Lay out each line of the items below as a row in a Markdown table, with the columns "Row" for the row number and "Line" for the line, skipping any blank lines. Leave the pictures out of the answer.
** start RECORDED DATA **
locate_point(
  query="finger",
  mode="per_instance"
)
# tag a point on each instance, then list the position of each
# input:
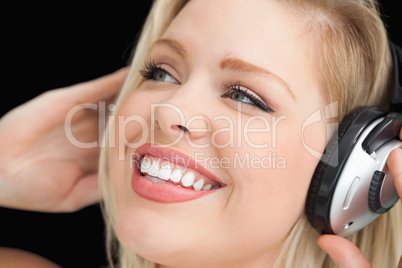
** end RECORDED DATA **
- _FINAL RESULT_:
| Row | Line |
|---|---|
| 1 | locate_point( |
| 2 |   query="finger", |
| 3 |   mode="per_instance" |
| 4 | ) |
| 5 | # tag a point on each instance, then list the position of each |
| 6 | # input: |